(DIRECTION)
Render every line of the entries below as a JSON list of strings, one string per line, omitting blank lines.

(Position annotation entries)
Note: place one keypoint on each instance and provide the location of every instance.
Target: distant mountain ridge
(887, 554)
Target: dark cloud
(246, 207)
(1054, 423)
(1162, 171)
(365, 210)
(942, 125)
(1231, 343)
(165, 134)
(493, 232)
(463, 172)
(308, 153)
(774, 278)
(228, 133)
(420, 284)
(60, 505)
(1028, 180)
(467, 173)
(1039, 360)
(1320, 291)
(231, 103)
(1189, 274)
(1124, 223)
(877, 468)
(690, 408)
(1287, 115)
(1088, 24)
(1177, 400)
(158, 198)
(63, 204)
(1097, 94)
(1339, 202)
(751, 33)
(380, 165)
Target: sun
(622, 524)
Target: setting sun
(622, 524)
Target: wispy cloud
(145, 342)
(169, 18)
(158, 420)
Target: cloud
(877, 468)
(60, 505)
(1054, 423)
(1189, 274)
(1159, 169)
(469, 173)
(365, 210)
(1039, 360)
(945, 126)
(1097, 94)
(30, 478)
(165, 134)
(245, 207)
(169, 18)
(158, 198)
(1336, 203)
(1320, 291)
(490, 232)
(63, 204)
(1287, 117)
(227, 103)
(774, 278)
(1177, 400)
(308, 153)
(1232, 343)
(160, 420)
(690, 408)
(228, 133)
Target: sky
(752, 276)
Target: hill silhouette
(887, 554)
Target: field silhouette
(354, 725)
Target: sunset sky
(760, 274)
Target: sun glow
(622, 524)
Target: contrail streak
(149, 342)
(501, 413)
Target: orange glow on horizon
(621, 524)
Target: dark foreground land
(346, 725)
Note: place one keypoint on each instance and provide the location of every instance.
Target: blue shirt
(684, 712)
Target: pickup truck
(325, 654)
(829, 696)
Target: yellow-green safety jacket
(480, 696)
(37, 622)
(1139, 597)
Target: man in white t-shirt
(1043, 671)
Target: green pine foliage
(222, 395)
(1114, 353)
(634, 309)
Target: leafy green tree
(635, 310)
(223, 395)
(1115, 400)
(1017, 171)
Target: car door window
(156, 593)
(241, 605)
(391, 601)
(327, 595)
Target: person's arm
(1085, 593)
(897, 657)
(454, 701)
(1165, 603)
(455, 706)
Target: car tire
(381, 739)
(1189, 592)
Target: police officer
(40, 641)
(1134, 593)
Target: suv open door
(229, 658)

(THE SOLUTION)
[
  "Note: place one keypoint on each instance and provide the location of every instance.",
  "Target: distant mountain ridge",
  "(887, 554)",
  "Target: dark cloud",
  "(246, 207)",
  "(1054, 423)",
  "(1162, 171)",
  "(365, 210)",
  "(942, 125)",
  "(1231, 343)",
  "(165, 134)",
  "(493, 232)",
  "(463, 172)",
  "(308, 153)",
  "(774, 278)",
  "(228, 133)",
  "(420, 284)",
  "(60, 505)",
  "(1028, 180)",
  "(467, 173)",
  "(1039, 360)",
  "(1320, 291)",
  "(231, 103)",
  "(1189, 274)",
  "(1124, 223)",
  "(877, 468)",
  "(690, 408)",
  "(1287, 115)",
  "(1088, 24)",
  "(1177, 400)",
  "(158, 198)",
  "(63, 204)",
  "(1097, 94)",
  "(1339, 202)",
  "(751, 33)",
  "(380, 165)",
  "Target: sun",
  "(622, 524)",
  "Target: setting sun",
  "(622, 524)",
  "Target: wispy cloud",
  "(145, 342)",
  "(169, 18)",
  "(158, 420)",
  "Target: cloud",
  "(877, 468)",
  "(60, 505)",
  "(1054, 423)",
  "(1189, 274)",
  "(1159, 169)",
  "(469, 173)",
  "(365, 210)",
  "(1039, 360)",
  "(945, 126)",
  "(1097, 94)",
  "(30, 478)",
  "(165, 134)",
  "(245, 207)",
  "(169, 18)",
  "(158, 198)",
  "(1336, 203)",
  "(1320, 291)",
  "(490, 232)",
  "(63, 204)",
  "(1287, 117)",
  "(227, 103)",
  "(774, 278)",
  "(1177, 400)",
  "(308, 153)",
  "(1232, 343)",
  "(160, 420)",
  "(690, 408)",
  "(228, 133)",
  "Target: sky",
  "(752, 276)",
  "Target: hill silhouette",
  "(887, 554)",
  "Target: field silhouette",
  "(354, 725)",
  "Target: sunset sky",
  "(760, 274)",
  "Target: sun glow",
  "(622, 524)",
  "Target: contrail streak",
  "(149, 342)",
  "(501, 413)",
  "Target: orange glow on horizon",
  "(621, 524)",
  "Target: dark foreground land",
  "(346, 725)",
  "Note: place one keypoint on each instance and provide the location of every instance.",
  "Target: blue shirt",
  "(684, 712)",
  "Target: pickup truck",
  "(325, 654)",
  "(829, 696)",
  "Target: yellow-green safety jacket",
  "(480, 696)",
  "(37, 622)",
  "(1139, 597)",
  "Target: man in white t-shirt",
  "(1043, 671)",
  "Target: green pine foliage",
  "(222, 395)",
  "(1114, 353)",
  "(634, 309)",
  "Target: leafy green tree",
  "(635, 310)",
  "(223, 395)",
  "(1115, 400)",
  "(1017, 171)",
  "Target: car door window",
  "(156, 593)",
  "(241, 605)",
  "(391, 601)",
  "(327, 595)",
  "Target: person's arm",
  "(1085, 593)",
  "(897, 657)",
  "(454, 701)",
  "(1165, 603)",
  "(455, 706)",
  "Target: car tire",
  "(381, 739)",
  "(1189, 592)",
  "Target: police officer",
  "(40, 641)",
  "(1134, 593)",
  "Target: suv open door",
  "(229, 658)"
]